Exercise:
Give the data again, word for word.

Given records:

-----

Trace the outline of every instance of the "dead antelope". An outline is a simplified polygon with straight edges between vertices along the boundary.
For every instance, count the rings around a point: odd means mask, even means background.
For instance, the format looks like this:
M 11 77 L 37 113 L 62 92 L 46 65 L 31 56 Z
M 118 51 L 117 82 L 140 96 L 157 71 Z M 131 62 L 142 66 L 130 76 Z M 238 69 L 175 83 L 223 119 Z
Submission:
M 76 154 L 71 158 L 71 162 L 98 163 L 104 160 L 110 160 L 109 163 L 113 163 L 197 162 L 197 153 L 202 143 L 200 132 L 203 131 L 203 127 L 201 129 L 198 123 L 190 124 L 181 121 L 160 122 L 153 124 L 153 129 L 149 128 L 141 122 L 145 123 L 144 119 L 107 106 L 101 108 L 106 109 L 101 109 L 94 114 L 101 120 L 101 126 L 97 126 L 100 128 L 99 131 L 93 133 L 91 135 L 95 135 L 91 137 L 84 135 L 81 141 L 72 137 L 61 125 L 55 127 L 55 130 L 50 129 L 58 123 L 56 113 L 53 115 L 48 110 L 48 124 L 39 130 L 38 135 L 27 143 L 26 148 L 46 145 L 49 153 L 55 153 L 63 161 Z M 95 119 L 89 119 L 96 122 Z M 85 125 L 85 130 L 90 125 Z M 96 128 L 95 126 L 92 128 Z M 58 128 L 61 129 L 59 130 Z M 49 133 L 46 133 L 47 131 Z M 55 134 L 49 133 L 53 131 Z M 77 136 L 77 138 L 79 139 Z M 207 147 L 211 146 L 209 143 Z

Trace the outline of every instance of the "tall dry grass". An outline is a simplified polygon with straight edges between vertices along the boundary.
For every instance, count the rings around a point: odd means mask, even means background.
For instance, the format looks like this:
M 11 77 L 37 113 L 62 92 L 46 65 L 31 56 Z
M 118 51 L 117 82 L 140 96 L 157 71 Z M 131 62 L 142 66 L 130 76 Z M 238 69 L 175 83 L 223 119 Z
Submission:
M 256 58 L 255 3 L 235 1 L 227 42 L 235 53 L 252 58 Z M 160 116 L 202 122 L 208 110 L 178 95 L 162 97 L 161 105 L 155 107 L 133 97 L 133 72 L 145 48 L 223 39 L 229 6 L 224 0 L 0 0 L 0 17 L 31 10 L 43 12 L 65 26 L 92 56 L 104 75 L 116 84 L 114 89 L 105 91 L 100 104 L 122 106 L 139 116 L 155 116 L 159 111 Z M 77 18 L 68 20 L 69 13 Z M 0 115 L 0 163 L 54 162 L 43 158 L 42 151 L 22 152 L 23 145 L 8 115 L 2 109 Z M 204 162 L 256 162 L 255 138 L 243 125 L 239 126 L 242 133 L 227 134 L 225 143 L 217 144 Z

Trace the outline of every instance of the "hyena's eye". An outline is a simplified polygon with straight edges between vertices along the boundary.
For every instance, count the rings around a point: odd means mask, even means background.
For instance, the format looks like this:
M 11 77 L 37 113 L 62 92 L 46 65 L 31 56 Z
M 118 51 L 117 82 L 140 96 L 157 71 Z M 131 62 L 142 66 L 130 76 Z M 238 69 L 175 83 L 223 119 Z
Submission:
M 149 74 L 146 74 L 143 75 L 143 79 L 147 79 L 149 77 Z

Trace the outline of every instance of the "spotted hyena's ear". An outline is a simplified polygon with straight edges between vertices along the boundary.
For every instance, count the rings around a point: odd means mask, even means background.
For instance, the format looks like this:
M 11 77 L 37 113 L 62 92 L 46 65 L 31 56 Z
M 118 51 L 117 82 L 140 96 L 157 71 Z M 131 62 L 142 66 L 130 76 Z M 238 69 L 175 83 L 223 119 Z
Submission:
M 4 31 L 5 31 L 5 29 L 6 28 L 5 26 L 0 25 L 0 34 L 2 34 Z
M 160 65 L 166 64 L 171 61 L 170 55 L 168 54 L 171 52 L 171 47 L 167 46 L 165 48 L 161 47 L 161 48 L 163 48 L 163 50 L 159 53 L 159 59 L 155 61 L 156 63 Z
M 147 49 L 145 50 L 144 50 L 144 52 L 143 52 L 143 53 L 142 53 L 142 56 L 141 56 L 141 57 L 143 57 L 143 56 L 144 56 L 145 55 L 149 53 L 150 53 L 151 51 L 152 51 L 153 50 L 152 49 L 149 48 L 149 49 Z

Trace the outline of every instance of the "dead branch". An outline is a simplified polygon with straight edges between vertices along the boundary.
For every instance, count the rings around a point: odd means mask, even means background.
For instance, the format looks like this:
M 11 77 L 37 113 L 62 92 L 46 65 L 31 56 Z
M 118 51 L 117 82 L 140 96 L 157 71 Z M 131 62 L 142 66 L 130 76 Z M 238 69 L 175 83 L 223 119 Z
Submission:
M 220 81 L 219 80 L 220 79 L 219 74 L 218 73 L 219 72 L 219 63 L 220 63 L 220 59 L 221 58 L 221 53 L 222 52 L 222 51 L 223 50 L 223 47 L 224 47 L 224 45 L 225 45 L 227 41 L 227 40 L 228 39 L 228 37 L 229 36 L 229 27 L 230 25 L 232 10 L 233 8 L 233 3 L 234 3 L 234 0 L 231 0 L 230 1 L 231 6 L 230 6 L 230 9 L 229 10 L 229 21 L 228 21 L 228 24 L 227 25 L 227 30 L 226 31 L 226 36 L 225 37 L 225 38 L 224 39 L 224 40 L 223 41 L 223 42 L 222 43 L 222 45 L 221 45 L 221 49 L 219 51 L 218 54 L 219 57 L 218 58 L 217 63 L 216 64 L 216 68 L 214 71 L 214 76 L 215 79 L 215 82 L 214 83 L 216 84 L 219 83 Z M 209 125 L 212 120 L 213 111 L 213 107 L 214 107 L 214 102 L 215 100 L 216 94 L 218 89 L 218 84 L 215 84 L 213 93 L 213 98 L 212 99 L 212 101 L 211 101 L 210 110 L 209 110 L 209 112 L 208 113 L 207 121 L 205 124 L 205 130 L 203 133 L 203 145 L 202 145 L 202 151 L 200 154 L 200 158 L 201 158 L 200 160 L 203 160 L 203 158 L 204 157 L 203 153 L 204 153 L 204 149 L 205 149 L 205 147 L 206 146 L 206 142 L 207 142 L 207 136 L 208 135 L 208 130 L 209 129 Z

-----

Reply to the exercise:
Trace the outline of every instance of the "dead antelope". An outline is a simplified polygon with straight edges between vertices along the boundary.
For every instance, count the rings around a point: odd means mask, even means background.
For instance, the format looks like this:
M 11 77 L 37 113 L 62 92 L 46 65 L 31 56 Z
M 118 51 L 117 82 L 140 96 L 157 71 Z M 131 62 L 142 66 L 130 76 Z M 238 69 L 175 83 L 223 119 Z
Submission:
M 76 154 L 71 158 L 71 162 L 98 163 L 104 160 L 110 160 L 109 163 L 113 163 L 197 162 L 197 153 L 202 143 L 200 132 L 203 131 L 203 127 L 201 129 L 198 123 L 190 124 L 181 121 L 160 122 L 153 124 L 153 129 L 149 128 L 141 122 L 145 123 L 144 119 L 107 106 L 101 108 L 106 109 L 101 109 L 94 114 L 101 120 L 101 126 L 97 126 L 100 128 L 99 131 L 93 133 L 91 135 L 95 135 L 91 137 L 84 135 L 81 141 L 72 137 L 61 125 L 55 127 L 55 130 L 50 129 L 58 123 L 56 113 L 53 115 L 48 110 L 48 124 L 39 130 L 38 135 L 27 143 L 26 148 L 46 145 L 49 153 L 55 153 L 63 161 Z M 95 119 L 89 119 L 96 122 Z M 85 125 L 85 130 L 90 125 Z M 96 128 L 95 126 L 92 128 Z M 58 128 L 61 129 L 59 130 Z M 49 133 L 46 133 L 47 131 Z M 55 134 L 49 133 L 53 131 Z M 77 136 L 77 138 L 79 139 Z M 207 147 L 211 146 L 209 143 Z

Trace the outline of every instance of the "tall dry grass". An outline is a simplified polygon with straight edges between vertices along the boundary.
For every instance, count the rings around a point: odd means mask, even means background.
For instance, the format looks like this:
M 11 77 L 37 113 L 62 92 L 46 65 L 31 56 Z
M 118 51 L 117 82 L 140 96 L 157 71 Z M 131 62 L 142 66 L 130 76 Z M 238 69 L 175 83 L 223 119 Z
Submission:
M 256 58 L 255 3 L 235 1 L 227 42 L 235 53 L 252 58 Z M 160 116 L 202 122 L 208 110 L 178 95 L 162 97 L 161 105 L 155 107 L 133 97 L 133 72 L 145 48 L 223 39 L 229 6 L 224 0 L 0 0 L 0 17 L 31 10 L 43 12 L 65 26 L 92 56 L 104 75 L 116 84 L 114 89 L 105 91 L 100 104 L 122 106 L 139 116 L 155 116 L 159 111 Z M 77 18 L 68 20 L 69 13 Z M 0 115 L 0 163 L 54 162 L 43 158 L 42 151 L 22 152 L 23 145 L 8 115 L 2 109 Z M 204 162 L 256 162 L 255 138 L 243 125 L 239 126 L 242 133 L 227 134 L 225 143 L 217 144 Z

Trace the outline of every instance of the "hyena's eye". An outline is a simplified polygon with straight edges between vertices along the boundary.
For every instance, count the rings around a point: odd means mask, even means background.
For instance, the format looks like this:
M 11 77 L 37 113 L 62 92 L 46 65 L 31 56 Z
M 118 51 L 117 82 L 140 96 L 157 71 Z M 131 62 L 142 66 L 130 76 Z M 238 69 L 175 83 L 223 119 Z
Submission:
M 149 74 L 146 74 L 143 75 L 143 79 L 147 79 L 149 77 Z

Trace the outline of every instance of the "spotted hyena's ear". An outline is a simplified polygon with straight edges between vertices along the boundary.
For every instance, count the rings around a point: odd means mask, even means background.
For instance, the format looks like this:
M 11 77 L 37 113 L 62 92 L 46 65 L 31 56 Z
M 118 51 L 117 82 L 140 96 L 157 71 Z M 131 62 L 142 66 L 130 76 Z M 238 69 L 175 83 L 223 119 Z
Submission:
M 4 31 L 5 31 L 5 29 L 6 28 L 5 26 L 0 25 L 0 34 L 2 34 Z
M 160 65 L 166 64 L 171 61 L 170 55 L 168 54 L 171 52 L 171 47 L 167 46 L 165 48 L 161 47 L 161 48 L 163 48 L 163 50 L 159 53 L 159 59 L 155 61 L 156 63 Z
M 147 49 L 145 50 L 144 50 L 144 52 L 143 52 L 143 53 L 142 53 L 142 56 L 141 56 L 141 57 L 143 57 L 143 56 L 144 56 L 145 55 L 149 53 L 150 53 L 151 51 L 152 51 L 153 50 L 152 49 L 149 48 L 149 49 Z

Trace the outline of every instance of the "dead branch". An outline is a simplified polygon with straight edges between vertices along the boundary.
For every instance, count the rings around a point: odd means mask, even means background.
For instance, the format looks like this:
M 11 77 L 37 113 L 62 92 L 46 65 L 31 56 Z
M 118 51 L 117 82 L 140 96 L 157 71 Z M 131 62 L 142 66 L 130 76 Z M 238 69 L 175 83 L 223 119 Z
Submission:
M 220 81 L 219 80 L 220 79 L 219 74 L 218 73 L 219 72 L 219 63 L 220 63 L 220 59 L 221 58 L 221 53 L 222 52 L 222 51 L 223 50 L 223 47 L 224 47 L 224 45 L 225 45 L 227 41 L 227 40 L 228 39 L 228 37 L 229 36 L 229 27 L 230 25 L 232 10 L 233 8 L 233 3 L 234 3 L 234 0 L 231 0 L 230 1 L 231 6 L 230 6 L 230 9 L 229 10 L 229 21 L 228 21 L 228 24 L 227 25 L 227 30 L 226 31 L 226 36 L 225 37 L 225 38 L 224 39 L 224 40 L 223 41 L 223 42 L 222 43 L 222 45 L 221 45 L 221 49 L 219 51 L 218 54 L 219 57 L 218 58 L 217 63 L 216 64 L 216 68 L 214 71 L 214 76 L 215 79 L 215 82 L 214 83 L 216 84 L 219 83 Z M 209 125 L 212 120 L 213 111 L 213 107 L 214 107 L 214 102 L 215 100 L 216 94 L 218 89 L 218 84 L 215 84 L 213 93 L 213 98 L 212 99 L 212 101 L 211 101 L 210 110 L 209 110 L 209 112 L 208 113 L 207 121 L 205 124 L 205 130 L 203 133 L 203 145 L 202 145 L 202 151 L 200 154 L 200 158 L 201 158 L 200 160 L 203 160 L 203 158 L 204 157 L 203 153 L 204 153 L 204 149 L 205 149 L 205 147 L 206 146 L 206 142 L 207 142 L 207 136 L 208 135 L 208 130 L 209 129 Z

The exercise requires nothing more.